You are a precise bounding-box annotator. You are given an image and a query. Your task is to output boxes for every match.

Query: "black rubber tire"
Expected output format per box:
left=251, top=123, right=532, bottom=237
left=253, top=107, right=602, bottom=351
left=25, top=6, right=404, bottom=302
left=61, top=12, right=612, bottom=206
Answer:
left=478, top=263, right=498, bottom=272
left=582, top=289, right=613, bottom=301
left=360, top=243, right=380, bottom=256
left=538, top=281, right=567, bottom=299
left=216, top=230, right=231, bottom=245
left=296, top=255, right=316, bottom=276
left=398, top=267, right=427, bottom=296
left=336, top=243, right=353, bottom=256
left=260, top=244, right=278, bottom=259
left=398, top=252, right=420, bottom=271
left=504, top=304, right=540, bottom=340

******

Task instructions: Can you write out every line of the items above, requests included, and increase each bounding-box coordinate in the answers by 126, while leaving the numbers in the requests and their format samples unchanged?

Exercise response:
You are a precise bounding-box annotator. You are given an image and a query. Your task is to output boxes for every match.

Query: "black rubber tire"
Expected output format per box:
left=251, top=123, right=532, bottom=237
left=253, top=107, right=602, bottom=351
left=25, top=6, right=404, bottom=302
left=61, top=12, right=612, bottom=206
Answer:
left=604, top=389, right=624, bottom=398
left=708, top=415, right=739, bottom=427
left=486, top=369, right=506, bottom=382
left=664, top=407, right=693, bottom=425
left=342, top=356, right=357, bottom=371
left=422, top=381, right=442, bottom=402
left=524, top=393, right=553, bottom=422
left=462, top=369, right=479, bottom=382
left=386, top=370, right=404, bottom=385
left=524, top=378, right=546, bottom=397
left=630, top=430, right=666, bottom=466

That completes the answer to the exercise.